* [PROBLEM TO WORK ON]:
Write out the entries below word for word, beginning at the line that contains "Locate the tire" and continuing through the last line of the entries. Omit any pictures from your copy.

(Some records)

========================================================================

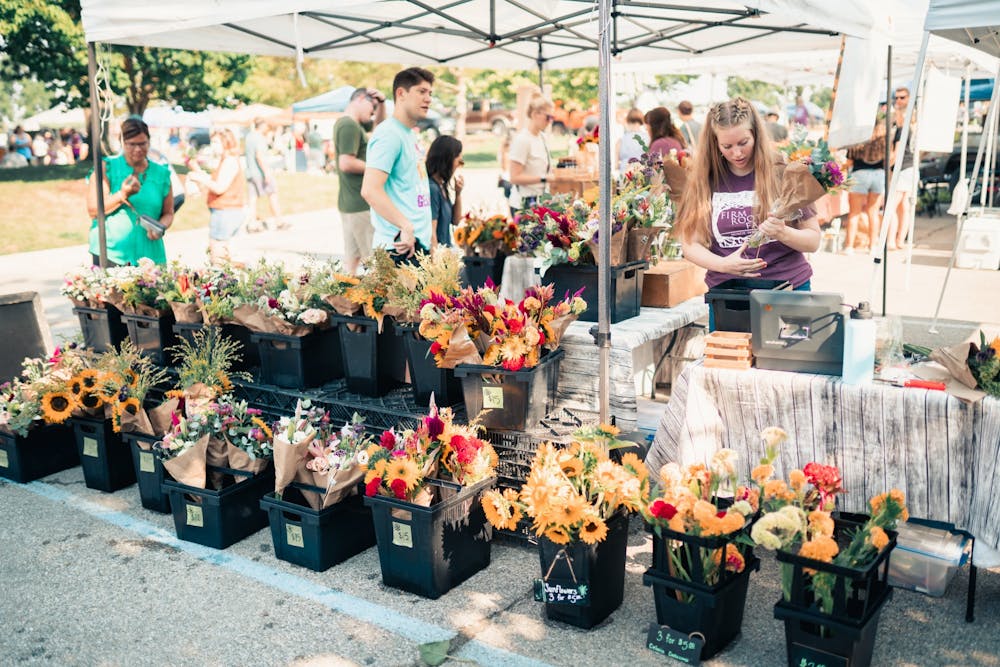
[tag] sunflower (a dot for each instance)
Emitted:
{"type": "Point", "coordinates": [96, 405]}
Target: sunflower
{"type": "Point", "coordinates": [557, 534]}
{"type": "Point", "coordinates": [57, 406]}
{"type": "Point", "coordinates": [594, 529]}
{"type": "Point", "coordinates": [405, 469]}
{"type": "Point", "coordinates": [90, 378]}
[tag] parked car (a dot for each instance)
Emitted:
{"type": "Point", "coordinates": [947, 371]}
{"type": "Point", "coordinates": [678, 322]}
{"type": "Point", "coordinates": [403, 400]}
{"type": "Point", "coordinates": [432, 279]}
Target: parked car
{"type": "Point", "coordinates": [488, 115]}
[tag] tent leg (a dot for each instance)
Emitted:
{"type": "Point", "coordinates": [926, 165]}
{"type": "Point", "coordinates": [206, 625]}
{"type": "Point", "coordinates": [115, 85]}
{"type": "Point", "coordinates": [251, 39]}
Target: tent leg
{"type": "Point", "coordinates": [95, 149]}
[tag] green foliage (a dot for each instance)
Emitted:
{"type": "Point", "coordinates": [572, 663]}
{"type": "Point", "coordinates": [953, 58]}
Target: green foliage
{"type": "Point", "coordinates": [758, 91]}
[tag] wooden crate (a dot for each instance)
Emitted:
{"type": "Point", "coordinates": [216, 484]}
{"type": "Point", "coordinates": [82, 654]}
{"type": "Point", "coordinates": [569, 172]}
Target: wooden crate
{"type": "Point", "coordinates": [728, 349]}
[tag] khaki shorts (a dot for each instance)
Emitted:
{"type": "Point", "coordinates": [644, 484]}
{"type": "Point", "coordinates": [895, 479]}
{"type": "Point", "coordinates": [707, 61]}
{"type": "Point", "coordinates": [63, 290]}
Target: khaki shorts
{"type": "Point", "coordinates": [358, 233]}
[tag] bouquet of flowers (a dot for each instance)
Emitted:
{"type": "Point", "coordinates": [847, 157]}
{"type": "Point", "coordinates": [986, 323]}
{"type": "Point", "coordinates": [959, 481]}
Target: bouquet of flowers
{"type": "Point", "coordinates": [434, 273]}
{"type": "Point", "coordinates": [811, 173]}
{"type": "Point", "coordinates": [87, 287]}
{"type": "Point", "coordinates": [571, 493]}
{"type": "Point", "coordinates": [141, 288]}
{"type": "Point", "coordinates": [796, 518]}
{"type": "Point", "coordinates": [310, 450]}
{"type": "Point", "coordinates": [703, 502]}
{"type": "Point", "coordinates": [485, 236]}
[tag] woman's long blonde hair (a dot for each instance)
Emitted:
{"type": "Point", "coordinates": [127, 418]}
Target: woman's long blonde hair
{"type": "Point", "coordinates": [694, 214]}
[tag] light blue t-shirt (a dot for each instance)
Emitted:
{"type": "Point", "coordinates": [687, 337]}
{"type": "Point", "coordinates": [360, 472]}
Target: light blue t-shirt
{"type": "Point", "coordinates": [396, 150]}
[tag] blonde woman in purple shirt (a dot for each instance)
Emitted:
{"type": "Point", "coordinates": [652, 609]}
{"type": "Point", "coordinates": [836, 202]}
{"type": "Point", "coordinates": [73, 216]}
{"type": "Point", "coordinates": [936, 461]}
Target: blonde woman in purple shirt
{"type": "Point", "coordinates": [733, 179]}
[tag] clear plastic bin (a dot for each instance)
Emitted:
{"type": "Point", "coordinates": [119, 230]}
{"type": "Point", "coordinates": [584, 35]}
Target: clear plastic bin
{"type": "Point", "coordinates": [925, 559]}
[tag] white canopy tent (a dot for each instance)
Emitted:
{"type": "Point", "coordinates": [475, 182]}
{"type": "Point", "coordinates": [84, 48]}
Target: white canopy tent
{"type": "Point", "coordinates": [496, 34]}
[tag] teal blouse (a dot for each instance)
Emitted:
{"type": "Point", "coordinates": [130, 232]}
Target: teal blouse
{"type": "Point", "coordinates": [127, 241]}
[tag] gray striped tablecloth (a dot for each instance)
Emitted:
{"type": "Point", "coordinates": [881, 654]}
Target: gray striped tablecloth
{"type": "Point", "coordinates": [942, 453]}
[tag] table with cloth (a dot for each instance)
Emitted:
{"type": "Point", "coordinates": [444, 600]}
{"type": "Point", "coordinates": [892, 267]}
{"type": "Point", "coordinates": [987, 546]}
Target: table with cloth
{"type": "Point", "coordinates": [942, 453]}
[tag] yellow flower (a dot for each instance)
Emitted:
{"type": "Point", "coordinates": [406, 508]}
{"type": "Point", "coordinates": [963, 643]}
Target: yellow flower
{"type": "Point", "coordinates": [57, 406]}
{"type": "Point", "coordinates": [593, 530]}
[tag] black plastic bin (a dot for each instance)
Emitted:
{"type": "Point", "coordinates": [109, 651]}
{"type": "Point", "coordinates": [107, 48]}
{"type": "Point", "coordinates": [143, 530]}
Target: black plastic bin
{"type": "Point", "coordinates": [600, 566]}
{"type": "Point", "coordinates": [430, 550]}
{"type": "Point", "coordinates": [248, 356]}
{"type": "Point", "coordinates": [152, 335]}
{"type": "Point", "coordinates": [299, 362]}
{"type": "Point", "coordinates": [626, 287]}
{"type": "Point", "coordinates": [106, 461]}
{"type": "Point", "coordinates": [374, 362]}
{"type": "Point", "coordinates": [149, 472]}
{"type": "Point", "coordinates": [102, 327]}
{"type": "Point", "coordinates": [519, 399]}
{"type": "Point", "coordinates": [477, 269]}
{"type": "Point", "coordinates": [730, 301]}
{"type": "Point", "coordinates": [317, 539]}
{"type": "Point", "coordinates": [220, 518]}
{"type": "Point", "coordinates": [425, 376]}
{"type": "Point", "coordinates": [45, 450]}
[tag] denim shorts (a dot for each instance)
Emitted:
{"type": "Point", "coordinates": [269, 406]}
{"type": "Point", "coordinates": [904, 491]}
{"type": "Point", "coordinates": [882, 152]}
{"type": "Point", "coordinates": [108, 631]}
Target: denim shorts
{"type": "Point", "coordinates": [868, 181]}
{"type": "Point", "coordinates": [223, 223]}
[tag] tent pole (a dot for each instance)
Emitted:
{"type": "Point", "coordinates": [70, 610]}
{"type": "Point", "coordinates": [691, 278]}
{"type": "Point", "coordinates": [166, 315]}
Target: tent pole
{"type": "Point", "coordinates": [604, 211]}
{"type": "Point", "coordinates": [95, 149]}
{"type": "Point", "coordinates": [963, 214]}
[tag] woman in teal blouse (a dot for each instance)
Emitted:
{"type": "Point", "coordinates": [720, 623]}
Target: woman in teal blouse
{"type": "Point", "coordinates": [132, 186]}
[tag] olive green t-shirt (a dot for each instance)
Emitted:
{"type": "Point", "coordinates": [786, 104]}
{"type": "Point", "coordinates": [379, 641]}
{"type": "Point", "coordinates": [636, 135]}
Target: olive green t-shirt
{"type": "Point", "coordinates": [349, 138]}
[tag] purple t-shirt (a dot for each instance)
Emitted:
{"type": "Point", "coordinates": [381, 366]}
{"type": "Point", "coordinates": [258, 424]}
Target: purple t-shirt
{"type": "Point", "coordinates": [733, 222]}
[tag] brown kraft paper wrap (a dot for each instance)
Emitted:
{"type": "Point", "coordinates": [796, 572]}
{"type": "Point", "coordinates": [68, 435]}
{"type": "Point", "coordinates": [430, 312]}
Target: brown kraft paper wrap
{"type": "Point", "coordinates": [189, 467]}
{"type": "Point", "coordinates": [186, 313]}
{"type": "Point", "coordinates": [159, 417]}
{"type": "Point", "coordinates": [461, 349]}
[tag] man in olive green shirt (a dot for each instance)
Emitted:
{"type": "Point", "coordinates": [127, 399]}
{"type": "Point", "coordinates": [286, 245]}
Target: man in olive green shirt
{"type": "Point", "coordinates": [350, 140]}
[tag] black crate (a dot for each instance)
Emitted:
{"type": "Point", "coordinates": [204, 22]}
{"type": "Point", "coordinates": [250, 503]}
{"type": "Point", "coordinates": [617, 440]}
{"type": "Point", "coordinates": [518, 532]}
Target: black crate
{"type": "Point", "coordinates": [477, 269]}
{"type": "Point", "coordinates": [856, 591]}
{"type": "Point", "coordinates": [152, 335]}
{"type": "Point", "coordinates": [149, 472]}
{"type": "Point", "coordinates": [601, 566]}
{"type": "Point", "coordinates": [317, 539]}
{"type": "Point", "coordinates": [106, 460]}
{"type": "Point", "coordinates": [45, 450]}
{"type": "Point", "coordinates": [102, 327]}
{"type": "Point", "coordinates": [812, 638]}
{"type": "Point", "coordinates": [374, 362]}
{"type": "Point", "coordinates": [730, 301]}
{"type": "Point", "coordinates": [220, 518]}
{"type": "Point", "coordinates": [715, 612]}
{"type": "Point", "coordinates": [520, 399]}
{"type": "Point", "coordinates": [247, 357]}
{"type": "Point", "coordinates": [299, 362]}
{"type": "Point", "coordinates": [425, 376]}
{"type": "Point", "coordinates": [430, 550]}
{"type": "Point", "coordinates": [626, 287]}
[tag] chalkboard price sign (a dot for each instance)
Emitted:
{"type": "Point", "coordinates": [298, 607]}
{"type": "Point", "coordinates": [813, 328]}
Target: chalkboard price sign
{"type": "Point", "coordinates": [805, 656]}
{"type": "Point", "coordinates": [562, 592]}
{"type": "Point", "coordinates": [676, 645]}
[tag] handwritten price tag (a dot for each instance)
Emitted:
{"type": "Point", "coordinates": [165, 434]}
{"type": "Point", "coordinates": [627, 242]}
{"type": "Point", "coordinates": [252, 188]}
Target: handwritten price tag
{"type": "Point", "coordinates": [90, 447]}
{"type": "Point", "coordinates": [146, 463]}
{"type": "Point", "coordinates": [293, 536]}
{"type": "Point", "coordinates": [676, 645]}
{"type": "Point", "coordinates": [493, 397]}
{"type": "Point", "coordinates": [195, 517]}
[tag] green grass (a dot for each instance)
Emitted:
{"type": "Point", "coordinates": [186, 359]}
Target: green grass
{"type": "Point", "coordinates": [46, 207]}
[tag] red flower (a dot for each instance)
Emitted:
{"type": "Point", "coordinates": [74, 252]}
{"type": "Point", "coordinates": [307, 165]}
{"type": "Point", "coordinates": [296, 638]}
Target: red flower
{"type": "Point", "coordinates": [662, 510]}
{"type": "Point", "coordinates": [398, 487]}
{"type": "Point", "coordinates": [388, 440]}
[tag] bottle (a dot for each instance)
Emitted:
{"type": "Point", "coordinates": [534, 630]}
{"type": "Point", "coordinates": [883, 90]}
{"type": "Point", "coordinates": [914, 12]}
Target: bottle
{"type": "Point", "coordinates": [859, 346]}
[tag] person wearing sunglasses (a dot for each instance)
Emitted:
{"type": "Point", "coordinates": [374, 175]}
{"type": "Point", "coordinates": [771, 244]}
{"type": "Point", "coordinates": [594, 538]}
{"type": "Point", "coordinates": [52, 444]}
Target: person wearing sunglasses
{"type": "Point", "coordinates": [444, 157]}
{"type": "Point", "coordinates": [137, 192]}
{"type": "Point", "coordinates": [529, 155]}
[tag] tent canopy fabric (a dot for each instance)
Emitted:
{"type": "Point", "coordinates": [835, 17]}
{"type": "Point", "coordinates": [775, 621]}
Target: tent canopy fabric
{"type": "Point", "coordinates": [332, 100]}
{"type": "Point", "coordinates": [495, 34]}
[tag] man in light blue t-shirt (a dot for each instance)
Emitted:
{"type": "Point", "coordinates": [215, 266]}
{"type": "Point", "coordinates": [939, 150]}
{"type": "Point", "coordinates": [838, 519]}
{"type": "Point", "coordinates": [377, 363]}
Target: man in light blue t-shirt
{"type": "Point", "coordinates": [395, 183]}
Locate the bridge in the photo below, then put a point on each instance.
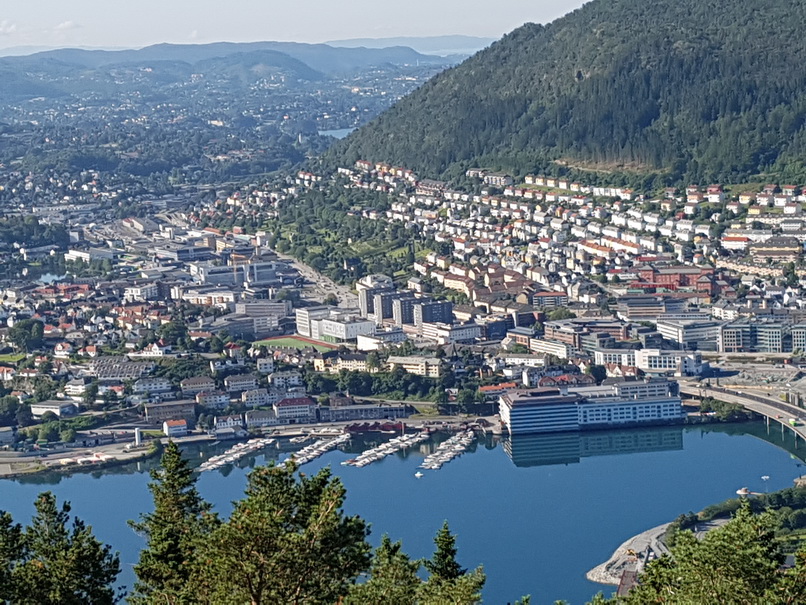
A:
(771, 409)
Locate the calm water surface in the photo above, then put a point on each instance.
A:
(537, 512)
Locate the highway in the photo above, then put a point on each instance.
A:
(771, 408)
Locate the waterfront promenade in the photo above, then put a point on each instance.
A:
(13, 463)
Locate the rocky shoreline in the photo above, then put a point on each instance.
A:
(631, 555)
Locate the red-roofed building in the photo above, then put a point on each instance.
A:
(175, 428)
(295, 410)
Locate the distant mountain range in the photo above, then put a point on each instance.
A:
(428, 45)
(675, 90)
(70, 71)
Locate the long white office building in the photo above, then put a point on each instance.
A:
(546, 410)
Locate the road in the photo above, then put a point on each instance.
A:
(323, 284)
(766, 406)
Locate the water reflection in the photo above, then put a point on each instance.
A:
(570, 448)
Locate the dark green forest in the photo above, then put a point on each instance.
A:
(671, 91)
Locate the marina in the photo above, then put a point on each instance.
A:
(448, 450)
(235, 453)
(319, 447)
(390, 447)
(563, 515)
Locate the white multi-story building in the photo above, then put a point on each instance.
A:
(240, 382)
(265, 365)
(416, 364)
(342, 330)
(285, 380)
(681, 363)
(254, 398)
(141, 292)
(295, 409)
(547, 411)
(213, 399)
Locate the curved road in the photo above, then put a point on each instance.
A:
(765, 406)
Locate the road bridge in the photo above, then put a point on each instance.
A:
(771, 409)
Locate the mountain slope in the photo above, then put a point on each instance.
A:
(695, 89)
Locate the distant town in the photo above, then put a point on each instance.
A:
(538, 296)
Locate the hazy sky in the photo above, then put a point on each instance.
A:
(134, 23)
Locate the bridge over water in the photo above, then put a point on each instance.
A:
(770, 408)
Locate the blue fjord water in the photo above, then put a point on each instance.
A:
(537, 512)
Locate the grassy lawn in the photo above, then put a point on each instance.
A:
(295, 343)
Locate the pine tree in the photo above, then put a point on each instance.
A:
(54, 562)
(737, 563)
(181, 518)
(449, 582)
(443, 564)
(393, 578)
(288, 541)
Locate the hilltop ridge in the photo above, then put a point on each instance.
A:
(691, 89)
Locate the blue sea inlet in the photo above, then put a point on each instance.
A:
(536, 511)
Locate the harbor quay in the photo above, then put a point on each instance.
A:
(551, 409)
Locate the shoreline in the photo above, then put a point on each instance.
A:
(622, 559)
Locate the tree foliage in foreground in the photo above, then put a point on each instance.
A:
(53, 561)
(288, 541)
(173, 533)
(394, 579)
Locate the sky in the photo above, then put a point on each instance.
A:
(137, 23)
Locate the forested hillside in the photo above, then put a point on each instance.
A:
(701, 90)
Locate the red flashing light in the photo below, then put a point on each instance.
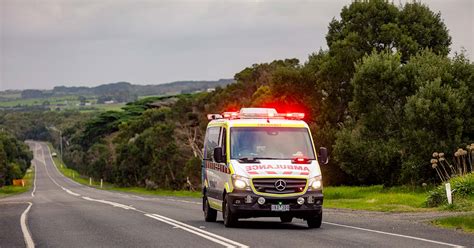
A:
(230, 115)
(257, 113)
(301, 160)
(297, 116)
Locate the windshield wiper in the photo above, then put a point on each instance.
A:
(266, 158)
(248, 160)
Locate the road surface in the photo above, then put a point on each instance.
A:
(59, 212)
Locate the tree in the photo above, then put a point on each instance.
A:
(401, 113)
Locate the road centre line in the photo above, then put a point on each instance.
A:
(24, 228)
(213, 237)
(204, 234)
(394, 234)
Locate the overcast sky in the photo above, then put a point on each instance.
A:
(85, 43)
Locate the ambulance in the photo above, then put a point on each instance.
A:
(260, 163)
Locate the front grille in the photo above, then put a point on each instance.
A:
(267, 185)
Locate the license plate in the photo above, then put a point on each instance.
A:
(280, 208)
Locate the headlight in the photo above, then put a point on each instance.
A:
(316, 183)
(241, 182)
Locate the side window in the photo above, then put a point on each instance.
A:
(223, 141)
(212, 141)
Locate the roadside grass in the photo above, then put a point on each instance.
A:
(462, 222)
(74, 175)
(377, 198)
(13, 190)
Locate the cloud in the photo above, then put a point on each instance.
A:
(83, 42)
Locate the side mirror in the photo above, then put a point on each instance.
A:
(323, 155)
(218, 156)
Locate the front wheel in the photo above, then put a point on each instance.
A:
(230, 220)
(210, 214)
(315, 221)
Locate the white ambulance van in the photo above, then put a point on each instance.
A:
(260, 163)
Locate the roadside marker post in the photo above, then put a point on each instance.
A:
(449, 193)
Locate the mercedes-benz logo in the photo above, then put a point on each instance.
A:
(280, 185)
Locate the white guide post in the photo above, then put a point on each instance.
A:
(449, 193)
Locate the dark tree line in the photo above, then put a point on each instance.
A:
(15, 158)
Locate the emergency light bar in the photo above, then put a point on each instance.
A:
(256, 113)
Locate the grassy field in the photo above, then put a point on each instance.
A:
(74, 175)
(463, 222)
(71, 100)
(12, 190)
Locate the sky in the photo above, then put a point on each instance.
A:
(47, 43)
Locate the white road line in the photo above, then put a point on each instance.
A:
(394, 234)
(34, 165)
(114, 204)
(200, 230)
(24, 228)
(204, 234)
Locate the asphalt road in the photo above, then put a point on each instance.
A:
(66, 214)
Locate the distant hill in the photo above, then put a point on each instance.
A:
(178, 87)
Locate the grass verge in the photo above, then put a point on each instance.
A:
(463, 222)
(13, 190)
(74, 175)
(377, 198)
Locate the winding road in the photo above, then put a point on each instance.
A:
(59, 212)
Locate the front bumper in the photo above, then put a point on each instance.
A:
(245, 205)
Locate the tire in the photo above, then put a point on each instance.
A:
(315, 221)
(286, 219)
(230, 220)
(210, 214)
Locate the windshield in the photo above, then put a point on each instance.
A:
(270, 143)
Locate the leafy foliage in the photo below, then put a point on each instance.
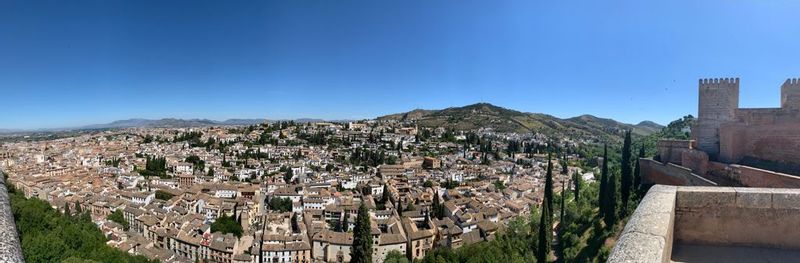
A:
(162, 195)
(280, 204)
(361, 251)
(49, 236)
(119, 218)
(227, 224)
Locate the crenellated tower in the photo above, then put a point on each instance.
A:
(790, 94)
(718, 102)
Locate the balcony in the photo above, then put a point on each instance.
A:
(712, 224)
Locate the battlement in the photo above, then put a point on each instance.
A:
(790, 94)
(719, 81)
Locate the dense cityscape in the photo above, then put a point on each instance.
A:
(287, 191)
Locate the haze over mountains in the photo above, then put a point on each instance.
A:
(484, 115)
(475, 116)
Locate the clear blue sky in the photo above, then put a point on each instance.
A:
(69, 63)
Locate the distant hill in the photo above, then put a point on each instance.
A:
(485, 115)
(170, 123)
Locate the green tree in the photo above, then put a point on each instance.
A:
(288, 176)
(603, 195)
(280, 204)
(410, 207)
(545, 238)
(577, 182)
(395, 256)
(611, 203)
(361, 251)
(227, 224)
(119, 218)
(637, 173)
(162, 195)
(626, 178)
(437, 207)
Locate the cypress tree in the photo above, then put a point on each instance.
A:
(576, 183)
(437, 206)
(361, 251)
(637, 176)
(611, 201)
(602, 199)
(545, 237)
(626, 182)
(548, 185)
(563, 201)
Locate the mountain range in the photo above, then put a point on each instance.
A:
(485, 115)
(475, 116)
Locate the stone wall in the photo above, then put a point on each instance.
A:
(776, 143)
(649, 233)
(672, 150)
(10, 250)
(695, 160)
(790, 94)
(754, 177)
(733, 216)
(718, 101)
(669, 174)
(718, 216)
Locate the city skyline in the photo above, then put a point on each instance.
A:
(80, 63)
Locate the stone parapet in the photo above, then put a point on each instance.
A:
(10, 250)
(713, 216)
(648, 235)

========================================================================

* [PROBLEM SOLUTION]:
Locate the tire in the photo above, then put a point on each instance.
A:
(315, 221)
(286, 219)
(230, 220)
(210, 214)
Locate the windshield in the photo above, then put a point on each instance.
A:
(270, 143)
Locate the leafy foliage in the photo below, then put a point on each instance.
A:
(162, 195)
(280, 204)
(361, 251)
(49, 236)
(119, 218)
(227, 224)
Locate the crenellated tower in the photo above, then put a point on each instance.
A:
(790, 94)
(718, 102)
Locate the balcony in the photo above, then put a point on each instance.
A:
(712, 224)
Locate the battlement in the photo above, then put a point on each instance.
A:
(790, 94)
(719, 81)
Locate the dense cityscape in the photo above, then put a point on each instance.
A:
(287, 191)
Locate the haze over mountains in the photo above, then put a point on each instance.
A:
(484, 115)
(475, 116)
Locate the clear blue sky in the photo above, then put a point on each instance.
A:
(69, 63)
Locate the distant hill in the photo above, then put a point on each instance.
A:
(485, 115)
(170, 123)
Locate the green tree in the photo above, then put a point on each instance.
A:
(288, 176)
(603, 195)
(280, 204)
(410, 207)
(545, 238)
(577, 182)
(395, 256)
(611, 203)
(361, 251)
(227, 224)
(119, 218)
(637, 173)
(162, 195)
(626, 178)
(437, 207)
Locate the cypress tree in the photo above, then put a point on each instance.
A:
(576, 183)
(437, 206)
(361, 251)
(637, 176)
(611, 201)
(602, 199)
(545, 237)
(626, 182)
(548, 185)
(563, 201)
Locate the mountain range in the photo above, then put a point on each instance.
A:
(485, 115)
(475, 116)
Locate the stone wall in the photo above, then put a point on each instance.
A:
(776, 143)
(649, 233)
(672, 150)
(10, 250)
(695, 160)
(790, 94)
(754, 177)
(733, 216)
(718, 101)
(669, 174)
(718, 216)
Locate the city skyline in the photo above, then put a point on each instance.
A:
(80, 63)
Locate the stone parapet in the photo above, then put a point on each instance.
A:
(10, 250)
(713, 216)
(648, 235)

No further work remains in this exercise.